Goal of the exercise: Copy the records that follow exactly as written, but not their pictures.

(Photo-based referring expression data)
· · ·

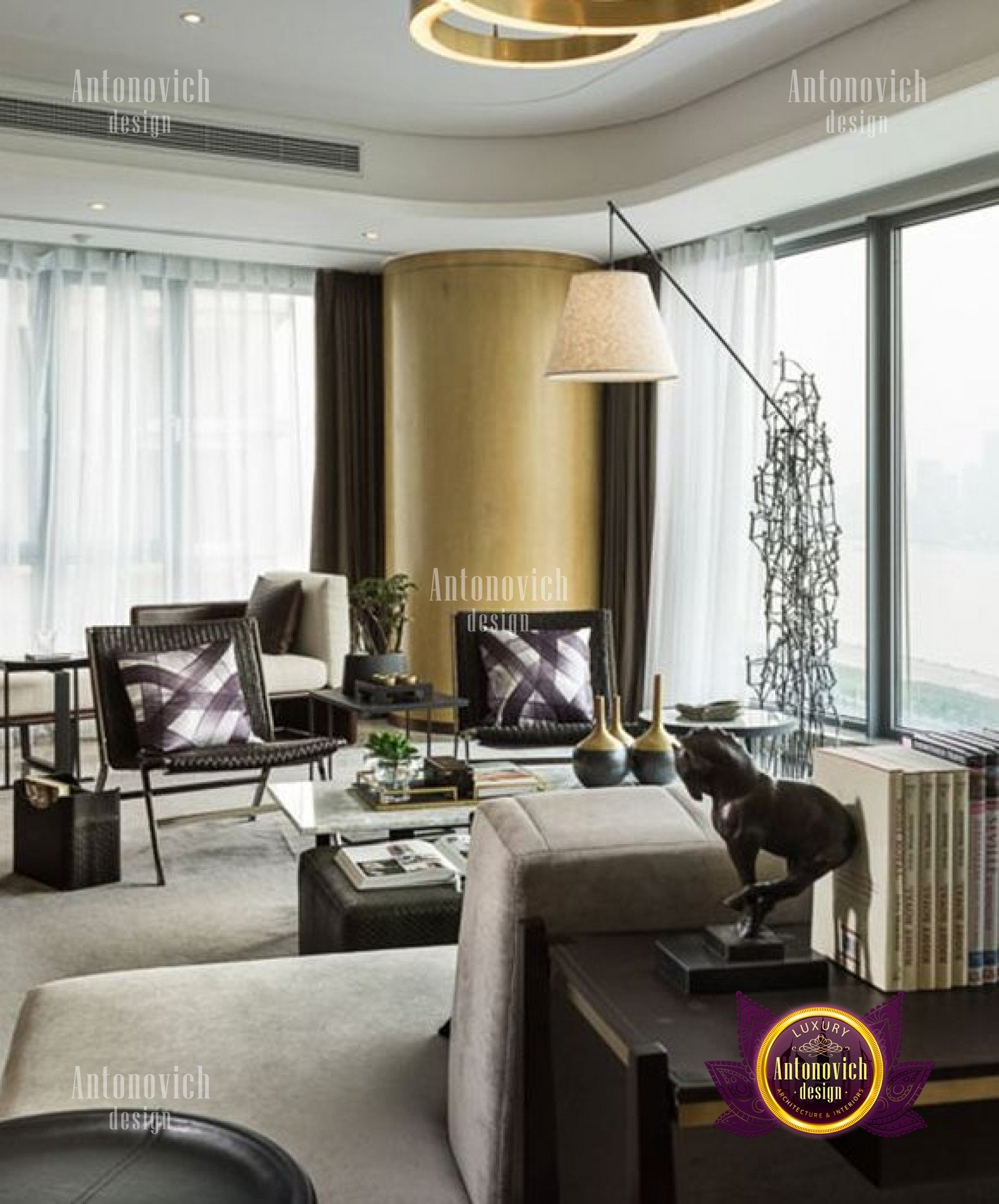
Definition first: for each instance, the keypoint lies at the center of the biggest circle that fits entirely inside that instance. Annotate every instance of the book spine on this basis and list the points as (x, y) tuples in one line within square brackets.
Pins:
[(927, 894), (991, 903), (959, 879), (976, 869), (897, 884), (944, 882), (910, 889)]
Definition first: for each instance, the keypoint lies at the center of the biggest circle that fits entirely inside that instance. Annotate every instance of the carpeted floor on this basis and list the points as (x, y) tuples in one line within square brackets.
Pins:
[(231, 894)]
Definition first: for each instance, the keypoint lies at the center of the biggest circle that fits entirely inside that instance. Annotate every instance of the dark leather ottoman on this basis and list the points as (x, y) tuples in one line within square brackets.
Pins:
[(334, 917)]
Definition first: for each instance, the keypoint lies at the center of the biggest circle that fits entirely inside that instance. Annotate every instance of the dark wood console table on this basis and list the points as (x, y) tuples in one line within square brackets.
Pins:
[(630, 1054)]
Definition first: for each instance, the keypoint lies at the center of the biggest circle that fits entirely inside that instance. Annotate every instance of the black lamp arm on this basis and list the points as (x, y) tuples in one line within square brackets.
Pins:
[(656, 259)]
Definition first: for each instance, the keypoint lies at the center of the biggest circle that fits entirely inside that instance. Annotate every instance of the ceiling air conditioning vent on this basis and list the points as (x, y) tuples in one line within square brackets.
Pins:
[(93, 122)]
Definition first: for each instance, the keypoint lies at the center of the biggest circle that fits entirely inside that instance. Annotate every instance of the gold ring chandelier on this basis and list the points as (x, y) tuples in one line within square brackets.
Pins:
[(568, 33)]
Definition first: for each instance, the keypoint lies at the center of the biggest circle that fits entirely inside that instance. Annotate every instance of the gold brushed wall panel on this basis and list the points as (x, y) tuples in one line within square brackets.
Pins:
[(490, 468)]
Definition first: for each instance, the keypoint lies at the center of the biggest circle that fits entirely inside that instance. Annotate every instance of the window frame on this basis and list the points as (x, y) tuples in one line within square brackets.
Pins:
[(885, 467)]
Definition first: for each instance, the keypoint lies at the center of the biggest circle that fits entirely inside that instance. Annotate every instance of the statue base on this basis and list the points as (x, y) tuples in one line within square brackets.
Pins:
[(717, 961), (725, 941)]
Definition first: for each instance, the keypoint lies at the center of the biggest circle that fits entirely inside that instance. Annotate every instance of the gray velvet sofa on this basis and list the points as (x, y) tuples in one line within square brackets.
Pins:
[(337, 1057)]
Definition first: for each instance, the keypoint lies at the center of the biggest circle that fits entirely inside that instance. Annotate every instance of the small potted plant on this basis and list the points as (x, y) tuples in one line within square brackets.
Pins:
[(395, 759), (378, 619)]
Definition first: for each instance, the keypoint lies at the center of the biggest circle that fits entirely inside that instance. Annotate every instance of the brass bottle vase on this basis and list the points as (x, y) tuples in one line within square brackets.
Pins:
[(600, 760), (652, 755)]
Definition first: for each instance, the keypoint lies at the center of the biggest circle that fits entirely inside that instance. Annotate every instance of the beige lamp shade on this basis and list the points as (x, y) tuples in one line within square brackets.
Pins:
[(611, 330)]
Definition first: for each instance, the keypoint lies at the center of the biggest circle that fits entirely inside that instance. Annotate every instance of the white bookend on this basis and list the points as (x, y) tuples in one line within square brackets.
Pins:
[(857, 909)]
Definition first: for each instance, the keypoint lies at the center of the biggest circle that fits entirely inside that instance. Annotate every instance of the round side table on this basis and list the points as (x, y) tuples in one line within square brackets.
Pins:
[(762, 731)]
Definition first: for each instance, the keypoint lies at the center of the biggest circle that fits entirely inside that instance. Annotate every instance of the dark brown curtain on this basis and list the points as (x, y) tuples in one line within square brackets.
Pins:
[(348, 515), (628, 502)]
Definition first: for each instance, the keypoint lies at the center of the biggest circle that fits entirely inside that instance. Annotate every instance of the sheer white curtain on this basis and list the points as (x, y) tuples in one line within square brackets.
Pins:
[(706, 605), (158, 418)]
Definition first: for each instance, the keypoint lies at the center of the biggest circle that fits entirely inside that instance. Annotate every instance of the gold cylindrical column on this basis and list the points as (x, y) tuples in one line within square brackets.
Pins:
[(492, 472)]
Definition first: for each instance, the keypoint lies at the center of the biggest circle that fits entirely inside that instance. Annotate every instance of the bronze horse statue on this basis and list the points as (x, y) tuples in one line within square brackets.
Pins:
[(750, 812)]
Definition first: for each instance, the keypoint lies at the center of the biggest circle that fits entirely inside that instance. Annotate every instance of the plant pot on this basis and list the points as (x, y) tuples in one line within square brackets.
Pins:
[(362, 667), (395, 774)]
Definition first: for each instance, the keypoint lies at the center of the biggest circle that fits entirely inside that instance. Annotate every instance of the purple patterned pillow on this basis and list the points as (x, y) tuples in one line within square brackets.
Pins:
[(537, 677), (187, 699)]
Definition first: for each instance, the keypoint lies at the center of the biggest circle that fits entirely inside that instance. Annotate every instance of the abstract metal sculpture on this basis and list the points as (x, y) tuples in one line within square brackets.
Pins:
[(796, 820), (795, 529), (793, 523)]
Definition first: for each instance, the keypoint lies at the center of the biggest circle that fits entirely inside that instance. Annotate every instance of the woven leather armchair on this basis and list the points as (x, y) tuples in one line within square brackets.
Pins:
[(471, 679), (119, 737)]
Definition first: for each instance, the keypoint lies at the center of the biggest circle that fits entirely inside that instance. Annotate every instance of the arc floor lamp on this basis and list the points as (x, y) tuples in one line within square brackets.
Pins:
[(611, 330)]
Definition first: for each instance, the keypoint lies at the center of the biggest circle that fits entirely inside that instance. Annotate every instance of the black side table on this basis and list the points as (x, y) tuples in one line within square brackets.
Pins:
[(357, 708), (631, 1054), (69, 1158), (65, 687)]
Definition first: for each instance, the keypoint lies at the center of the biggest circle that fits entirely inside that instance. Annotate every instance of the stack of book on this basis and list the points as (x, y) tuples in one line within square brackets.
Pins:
[(403, 863), (916, 908), (500, 779)]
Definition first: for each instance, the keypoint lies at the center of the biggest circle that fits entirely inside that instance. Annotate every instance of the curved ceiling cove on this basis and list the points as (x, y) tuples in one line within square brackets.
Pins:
[(432, 28), (605, 17)]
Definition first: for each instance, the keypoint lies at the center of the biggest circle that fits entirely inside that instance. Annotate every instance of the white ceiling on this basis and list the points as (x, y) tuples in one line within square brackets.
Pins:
[(696, 136), (352, 61)]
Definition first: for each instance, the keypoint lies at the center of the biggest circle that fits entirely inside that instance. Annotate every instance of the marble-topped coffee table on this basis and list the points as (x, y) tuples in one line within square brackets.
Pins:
[(331, 812), (334, 813)]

· · ·

Exercise output:
Definition first: for each instance, the keypoint lies at the center of the biggest circle that fits entirely inside that instance. Annotate every instance of the book spine on this basis and list the points as (x, y) tuples in one line within square brackets.
Pins:
[(927, 894), (991, 903), (959, 879), (976, 869), (897, 884), (944, 882), (910, 889)]
Definition first: for each instance, the keypoint lies at the center of the biggest circle that fits entirely inside that instance. Annotate every instance of the carpeted floor on this basis and list the points as (x, y) tuples in one line within square brackets.
Pins:
[(231, 894)]
Definition first: for each instance, the keypoint lies at the center of the biggest circle that fits entirely inside that instance. Annotate every instance of the dark leather ottoman on this basis and list the points as (x, y) tuples in one line within square brackets.
Pins:
[(334, 917)]
Definition first: for each instance, the keypoint lies at the center of the biggest circle that fits entirely inside that instance. Annotate every instance of the dark wood console table on this basis and list the points as (x, y) tuples in one line within square brackets.
Pins:
[(630, 1054)]
Definition first: for each instance, the keypoint lies at the center of the biggest circle that fits entirely inside that instance. Annotate every instance of the black lamp arm on this basis and list the points as (x, y) tuples in one line within square brackets.
Pins:
[(656, 259)]
Definition first: for each instance, the keypoint lies at the center of the biggest circle that fits entirely inside that instance. Annotate every instance of the ceiling air conditioning vent on this basis and list the points as (x, y) tuples in one line within square brackets.
Pins:
[(93, 122)]
Definition first: for each instance, the keypoint lies at the center of the biggest circle that fits entirely inside that instance. Annotate every instance of the gold ring chandelier on this basis and list the points as (x, y) tuples in one line within square brackets.
Pins:
[(568, 33)]
Definition first: for each instance, the keypoint lies at the center of the biggest circle that fits entirely inside that instance. Annotate every instance of the gold brushed wall panel on this basis and list the points as (x, y) tuples in one line within square brackets.
Pins:
[(490, 468)]
Definition first: for each instance, the keypoint lies at the center of the biggest circle that fits entirely inside that instance. Annotate every instance of the window frame on this basis and list the points as (x, y) tuples in one line within square brackets.
Pins:
[(885, 467)]
Definition first: for each instance, the keypoint lies at the center of the biggest circle that fits entirely inside that instance. Annotate every instance of the statue base on this basis and list the points as (x, y) tuples in one line within square brackets.
Pins:
[(717, 961), (725, 941)]
Definition first: for each instance, the keypoint lies at the center of the biggest circle that fits entirely inside that instance. Annotate every instance of the gray velvet sofa on this basis and list the points as (x, y) tuples in one line within square brackets.
Pins:
[(337, 1057)]
Definition first: for each instance, the keypoint lies at the center of the biggest circle that fits entirely inside that instance. Annotate every instance of the small potted plant on this basis and list the points as (x, y) tuples in one line within square brackets.
Pins:
[(395, 759), (378, 619)]
Definition first: for each instance, the keypoint lies at the center of the biggest circle that fits entirely inside that instance. Annotate every instance of the brass bottle vase on this basis and list the points as (x, y) tuples in one line within square brackets.
Pins:
[(600, 760), (652, 755)]
Definition first: for each instance, the keypoint lies at the center of the biggest circle that fits entirely inside that instance. Annotate every instance of the beige lamp shade on this basis and list the points as (x, y) tuples in one line within square brackets.
Pins:
[(611, 330)]
Definition first: for each instance, the keypoint lies at the center of the biggest circle that fits entirely inside that instance. Annotate every instance of the white bookend on this basis and list the points as (x, y) tuples in one line within square brackets.
Pins:
[(857, 909)]
Definition first: for each instance, the keypoint lies at the center of the biggest circle that fits entirely inside that instance. Annotate every instance of the round side table on this basis and list the points as (x, y) tuples in one line within square brackets.
Pins:
[(762, 731)]
Definition first: for each instance, the keypoint lies at the center of the biggest circle that fits entirely inside that instance. Annotate every instance of the dark brown curtain on this basis and list the points as (x, y) tuples in one line within square brackets.
Pins:
[(348, 515), (628, 502)]
Definition first: for each instance, the keypoint lies at the center of the biggest circle that fits entirely inside that instance. Annotate every instance of the sheer white curtain on this basis and list the points as (x, y) tuples in one line within square brackets.
Pins:
[(706, 605), (158, 418)]
Definition first: for each instance, the keypoint lies at the center of the biggest circle that fits entirely inside that instance. Annotate every instance of the gold cylindrical column on this basis and list the points as (x, y) tuples in one line within square brackets.
Pins:
[(492, 472)]
Definition first: for each instance, the keypoint lies at the center of the biggest circle that fits entirely inside that instance. Annotate every instance of the bronze horse statue on this basis and list the points as (x, y) tuples in one line within square brackets.
Pins:
[(750, 812)]
Definition first: for each instance, the keypoint lies at the center of the biggest circle that fits entirely inside that instance. Annotate every instance of the plant pot on this basis and list the points as (x, y) tuples in one line within square brackets.
Pins:
[(362, 667), (395, 774)]
Definition first: for each instance, the keypoint lies at the center of the biggest circle that fits entirely inside that instance. Annotate every instance of the purple patterned pillow on this basis and list the points as (x, y) tuples in one line within square brackets.
Pins:
[(537, 677), (187, 699)]
Definition first: for each instance, the keypoint lies at the center of the biggest circle that fits entirely inside that instance. Annotate every instance of the abstract metal sculpture on this basis and list the points as (x, y) tuples in one line within square brackets.
Pins:
[(796, 820), (795, 529), (793, 523)]
Definition first: for each instance, the keypoint lies at the center of the biggest circle that fits entirely inside that instance. Annotate every instance of the woven leather armchair on this basis and list the points as (x, y) tuples in one line within square brackets.
Pins:
[(471, 679), (119, 737)]
Definition first: for each instance, the keypoint lies at the center of the biggest circle that fits entirely inside that instance. Annotate every instance of the arc floor lamp on this basis and list the points as (x, y) tuples in one line within square brackets.
Pins:
[(611, 330)]
Definition first: for each instance, the keypoint lies at the center of the biggest circle that fits entirely inside that instance. Annotate every instance of the black side table on this basis and list the points as (x, y) tuples in one line within square brackets.
Pins:
[(357, 708), (631, 1054), (69, 1158), (65, 687)]
Definition first: for each instance, the keypoint lies at the center of the biggest circle that fits entirely inside that instance. Annotate every instance of the stack of book on this basis and list the points as (x, y) tuples in one line within square brackets.
Pins:
[(403, 863), (916, 908), (500, 779)]
Definition first: for each instance, the keypoint lies at the center of the biggest circle that fits entirely inside that instance. Annotate every instance of the curved ceiling cove on this basis and list the points as (x, y) tuples in one line within square brackets.
Pins:
[(432, 28), (605, 17)]
Definition first: for each instance, the keypoint lies at the center of the biggest circle that fits entirely inside that instance. Annotate every instance of the white ceiling on this basis and list the points as (x, y) tuples in one line within square brackets.
Pins:
[(696, 136), (352, 61)]
Definition first: for each instance, the keypoint lies at the center of the biggest circle that fits entirely inside that instance. Annotate every instance of the marble-topped coffee table on this basis and list the points as (x, y) tuples in one line within square brackets.
Pins:
[(331, 812), (334, 813)]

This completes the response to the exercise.